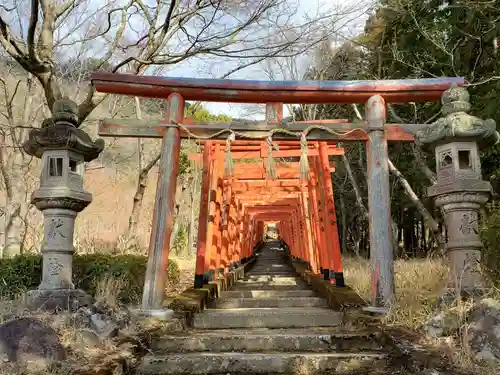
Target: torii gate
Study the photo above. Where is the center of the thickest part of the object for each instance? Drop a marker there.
(373, 130)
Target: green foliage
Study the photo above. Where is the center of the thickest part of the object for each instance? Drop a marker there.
(22, 273)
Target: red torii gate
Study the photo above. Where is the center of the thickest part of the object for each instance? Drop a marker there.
(374, 130)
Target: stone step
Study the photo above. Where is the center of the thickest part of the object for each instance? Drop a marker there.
(266, 286)
(272, 293)
(267, 318)
(270, 340)
(271, 277)
(234, 303)
(273, 273)
(258, 363)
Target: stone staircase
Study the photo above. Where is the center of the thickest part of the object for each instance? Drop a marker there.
(270, 323)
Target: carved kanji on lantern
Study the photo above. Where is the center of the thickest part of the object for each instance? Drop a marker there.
(63, 148)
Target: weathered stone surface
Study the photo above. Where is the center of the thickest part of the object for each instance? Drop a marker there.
(269, 293)
(233, 303)
(59, 299)
(457, 123)
(257, 363)
(265, 340)
(270, 318)
(482, 336)
(29, 343)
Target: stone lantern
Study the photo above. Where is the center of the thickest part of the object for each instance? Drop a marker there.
(456, 139)
(63, 148)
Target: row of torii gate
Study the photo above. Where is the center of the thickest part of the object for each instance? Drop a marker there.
(238, 199)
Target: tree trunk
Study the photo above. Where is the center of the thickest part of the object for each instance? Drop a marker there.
(429, 220)
(142, 183)
(13, 167)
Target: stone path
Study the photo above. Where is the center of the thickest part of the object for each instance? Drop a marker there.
(270, 323)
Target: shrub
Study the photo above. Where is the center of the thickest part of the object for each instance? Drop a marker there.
(24, 272)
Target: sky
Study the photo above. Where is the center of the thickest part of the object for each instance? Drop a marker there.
(194, 68)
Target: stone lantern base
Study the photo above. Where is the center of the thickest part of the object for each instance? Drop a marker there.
(59, 299)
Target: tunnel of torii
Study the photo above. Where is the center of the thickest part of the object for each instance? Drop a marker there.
(239, 199)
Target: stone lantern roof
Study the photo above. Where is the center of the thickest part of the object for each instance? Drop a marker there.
(61, 132)
(457, 125)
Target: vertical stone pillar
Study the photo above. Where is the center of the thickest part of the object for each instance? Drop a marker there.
(456, 139)
(63, 148)
(379, 204)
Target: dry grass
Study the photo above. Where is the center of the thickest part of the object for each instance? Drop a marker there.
(418, 284)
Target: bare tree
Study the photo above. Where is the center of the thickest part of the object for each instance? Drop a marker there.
(57, 41)
(19, 109)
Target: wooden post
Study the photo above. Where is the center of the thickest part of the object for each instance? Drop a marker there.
(379, 203)
(217, 236)
(225, 220)
(322, 208)
(210, 257)
(308, 229)
(318, 236)
(274, 112)
(331, 217)
(156, 272)
(203, 217)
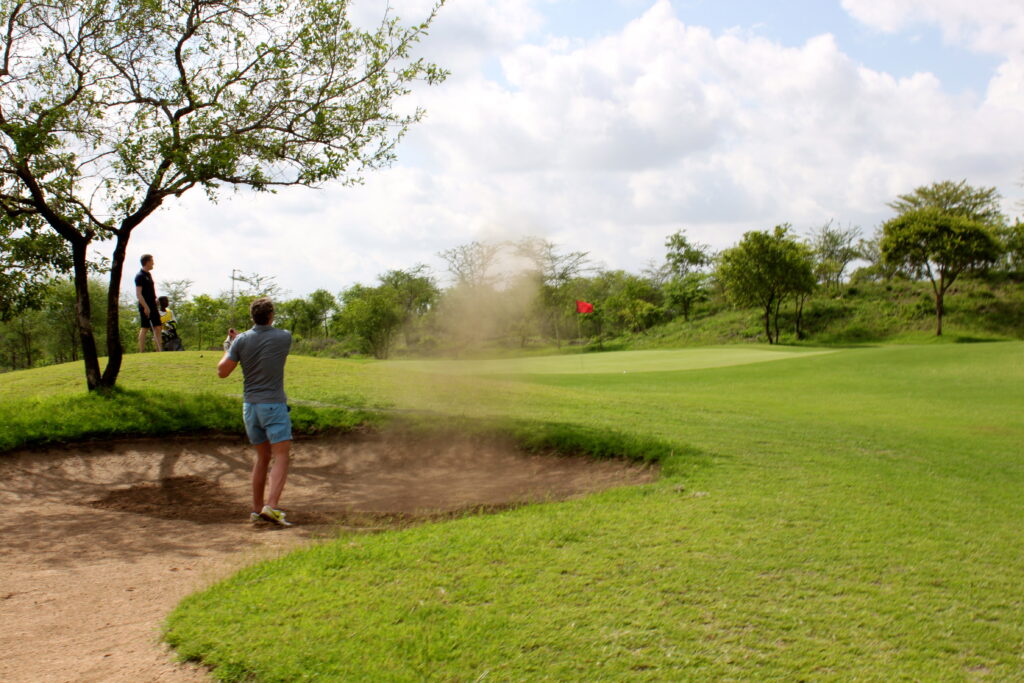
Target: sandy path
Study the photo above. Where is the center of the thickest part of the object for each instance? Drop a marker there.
(99, 542)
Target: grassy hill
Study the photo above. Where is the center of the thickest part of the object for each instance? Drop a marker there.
(901, 311)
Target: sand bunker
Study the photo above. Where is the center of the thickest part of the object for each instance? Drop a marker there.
(100, 541)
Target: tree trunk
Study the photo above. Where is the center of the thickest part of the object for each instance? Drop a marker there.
(115, 350)
(800, 314)
(83, 316)
(778, 304)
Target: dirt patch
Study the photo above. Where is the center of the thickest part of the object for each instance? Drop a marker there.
(100, 541)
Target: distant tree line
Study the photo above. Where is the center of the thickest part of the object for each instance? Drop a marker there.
(522, 293)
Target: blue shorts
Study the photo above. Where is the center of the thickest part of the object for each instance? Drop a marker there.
(267, 422)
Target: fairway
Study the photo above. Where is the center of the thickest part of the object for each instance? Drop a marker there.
(849, 515)
(616, 363)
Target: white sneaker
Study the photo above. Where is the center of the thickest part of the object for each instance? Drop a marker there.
(275, 516)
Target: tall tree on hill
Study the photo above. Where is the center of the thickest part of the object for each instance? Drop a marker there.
(554, 270)
(685, 262)
(763, 270)
(834, 248)
(940, 245)
(943, 230)
(109, 108)
(955, 199)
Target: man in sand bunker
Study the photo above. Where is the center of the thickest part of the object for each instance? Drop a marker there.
(262, 352)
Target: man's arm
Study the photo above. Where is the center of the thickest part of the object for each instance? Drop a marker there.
(226, 367)
(138, 295)
(227, 364)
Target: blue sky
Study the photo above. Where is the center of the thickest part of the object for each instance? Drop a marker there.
(605, 126)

____________________

■ **Task requirements**: Give an exact copy of the lines above from the line with "Target: stone staircase" up to and including the line with "Target: weathered stone surface", and leave everything else out.

■ **Output for this exercise**:
Target: stone staircase
Study the photo above. Where is the center of the thickest part of the object for each instance? Drop a marker there.
(270, 323)
Target: carved kanji on lantern
Study the photo above. Where is the center of the thickest part of the object for each instance? Drop a marker there.
(63, 148)
Target: weathered stone surface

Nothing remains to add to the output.